_RECORDS FOR THIS EXERCISE:_

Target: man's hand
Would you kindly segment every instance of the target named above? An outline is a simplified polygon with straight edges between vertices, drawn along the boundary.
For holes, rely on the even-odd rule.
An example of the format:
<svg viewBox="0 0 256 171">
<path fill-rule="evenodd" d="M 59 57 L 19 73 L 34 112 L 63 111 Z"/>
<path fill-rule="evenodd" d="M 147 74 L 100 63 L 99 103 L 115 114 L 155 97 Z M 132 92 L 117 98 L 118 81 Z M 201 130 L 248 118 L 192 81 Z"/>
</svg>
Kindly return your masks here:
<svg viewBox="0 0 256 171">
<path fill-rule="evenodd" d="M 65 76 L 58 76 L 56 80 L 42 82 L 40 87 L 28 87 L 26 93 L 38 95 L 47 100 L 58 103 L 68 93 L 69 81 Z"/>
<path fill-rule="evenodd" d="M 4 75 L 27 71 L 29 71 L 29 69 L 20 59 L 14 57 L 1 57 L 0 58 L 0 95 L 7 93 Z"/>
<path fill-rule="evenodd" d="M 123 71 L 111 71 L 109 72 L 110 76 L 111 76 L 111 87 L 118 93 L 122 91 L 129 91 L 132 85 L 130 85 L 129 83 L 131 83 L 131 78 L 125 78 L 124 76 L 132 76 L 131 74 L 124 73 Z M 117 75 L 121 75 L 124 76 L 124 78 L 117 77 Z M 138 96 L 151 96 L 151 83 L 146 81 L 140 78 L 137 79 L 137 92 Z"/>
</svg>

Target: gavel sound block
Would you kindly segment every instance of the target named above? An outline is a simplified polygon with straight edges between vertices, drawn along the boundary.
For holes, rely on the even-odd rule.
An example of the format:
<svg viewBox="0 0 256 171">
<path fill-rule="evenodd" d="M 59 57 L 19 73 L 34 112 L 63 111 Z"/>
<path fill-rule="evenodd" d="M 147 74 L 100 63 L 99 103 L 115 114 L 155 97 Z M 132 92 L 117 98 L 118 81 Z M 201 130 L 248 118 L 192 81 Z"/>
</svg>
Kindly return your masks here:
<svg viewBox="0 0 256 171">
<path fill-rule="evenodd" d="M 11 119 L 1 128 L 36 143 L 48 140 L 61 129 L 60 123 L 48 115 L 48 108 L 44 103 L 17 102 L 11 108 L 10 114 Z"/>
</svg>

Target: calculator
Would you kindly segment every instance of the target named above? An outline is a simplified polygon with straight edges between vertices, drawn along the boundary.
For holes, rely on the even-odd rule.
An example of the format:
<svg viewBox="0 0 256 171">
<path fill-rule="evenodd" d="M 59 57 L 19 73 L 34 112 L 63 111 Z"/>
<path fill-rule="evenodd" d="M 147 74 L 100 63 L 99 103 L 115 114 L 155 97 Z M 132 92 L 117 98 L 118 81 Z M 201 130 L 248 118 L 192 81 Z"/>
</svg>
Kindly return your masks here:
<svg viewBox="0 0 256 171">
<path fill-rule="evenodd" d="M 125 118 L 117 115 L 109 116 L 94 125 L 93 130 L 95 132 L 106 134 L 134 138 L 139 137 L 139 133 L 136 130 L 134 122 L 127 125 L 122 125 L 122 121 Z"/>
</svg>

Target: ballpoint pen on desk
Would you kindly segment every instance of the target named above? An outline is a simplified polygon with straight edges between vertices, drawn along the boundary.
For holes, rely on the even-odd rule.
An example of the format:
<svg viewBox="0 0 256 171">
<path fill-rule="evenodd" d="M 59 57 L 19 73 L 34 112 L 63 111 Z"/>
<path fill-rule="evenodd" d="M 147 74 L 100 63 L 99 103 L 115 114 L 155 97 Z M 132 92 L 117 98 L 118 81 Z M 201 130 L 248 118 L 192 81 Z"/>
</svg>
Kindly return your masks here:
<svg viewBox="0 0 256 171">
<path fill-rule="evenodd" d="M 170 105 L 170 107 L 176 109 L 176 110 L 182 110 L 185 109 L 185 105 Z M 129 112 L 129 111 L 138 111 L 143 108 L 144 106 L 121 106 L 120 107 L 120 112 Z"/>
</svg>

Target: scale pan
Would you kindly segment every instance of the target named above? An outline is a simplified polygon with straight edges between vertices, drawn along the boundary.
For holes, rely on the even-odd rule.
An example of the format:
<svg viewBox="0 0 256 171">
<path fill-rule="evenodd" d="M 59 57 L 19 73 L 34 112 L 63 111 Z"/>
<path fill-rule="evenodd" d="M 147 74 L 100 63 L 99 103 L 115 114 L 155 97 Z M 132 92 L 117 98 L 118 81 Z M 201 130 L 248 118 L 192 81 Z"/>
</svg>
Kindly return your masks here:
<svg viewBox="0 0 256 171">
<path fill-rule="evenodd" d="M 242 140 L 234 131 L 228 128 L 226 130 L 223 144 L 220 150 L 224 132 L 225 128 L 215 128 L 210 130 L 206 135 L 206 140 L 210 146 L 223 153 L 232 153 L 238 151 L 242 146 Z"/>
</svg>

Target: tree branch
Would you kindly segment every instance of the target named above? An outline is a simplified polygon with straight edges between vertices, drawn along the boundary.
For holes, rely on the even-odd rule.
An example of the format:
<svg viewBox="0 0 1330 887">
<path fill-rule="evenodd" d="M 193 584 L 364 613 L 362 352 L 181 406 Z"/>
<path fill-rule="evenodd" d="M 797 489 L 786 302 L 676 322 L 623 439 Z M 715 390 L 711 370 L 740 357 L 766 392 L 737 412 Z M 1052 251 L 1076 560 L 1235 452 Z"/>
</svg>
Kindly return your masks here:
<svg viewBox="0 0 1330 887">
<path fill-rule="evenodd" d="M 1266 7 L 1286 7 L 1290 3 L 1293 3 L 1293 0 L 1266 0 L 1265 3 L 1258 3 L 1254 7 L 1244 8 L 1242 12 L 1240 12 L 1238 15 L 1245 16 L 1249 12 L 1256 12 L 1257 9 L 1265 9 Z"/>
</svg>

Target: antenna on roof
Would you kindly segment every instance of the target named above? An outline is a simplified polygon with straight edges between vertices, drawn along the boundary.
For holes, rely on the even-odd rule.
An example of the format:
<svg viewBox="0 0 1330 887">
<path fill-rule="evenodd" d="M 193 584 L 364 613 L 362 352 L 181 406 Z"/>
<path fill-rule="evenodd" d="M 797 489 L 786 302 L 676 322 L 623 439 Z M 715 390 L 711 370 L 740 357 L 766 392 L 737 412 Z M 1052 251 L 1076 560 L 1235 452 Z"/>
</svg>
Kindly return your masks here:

_YOUR GOAL:_ Replace "simplified polygon" with "closed polygon" in the part of the entries that opens with the line containing "Target: antenna on roof" and runs through the end of the entries, including both ends. Give only those lines, with everything else left unchanged.

_EXERCISE SOLUTION:_
Target: antenna on roof
Would you kindly segment every instance of the target named above? An outline is a closed polygon with straight edges between vertices, drawn along the boundary.
For holes, rely on the even-odd rule.
An example of the format:
<svg viewBox="0 0 1330 887">
<path fill-rule="evenodd" d="M 193 584 L 364 613 L 362 352 L 181 406 Z"/>
<path fill-rule="evenodd" d="M 797 489 L 786 302 L 676 322 L 623 439 Z M 715 390 L 711 370 L 740 357 L 766 392 L 737 412 Z M 1052 251 L 1076 560 L 1235 452 Z"/>
</svg>
Kindly return your masks here:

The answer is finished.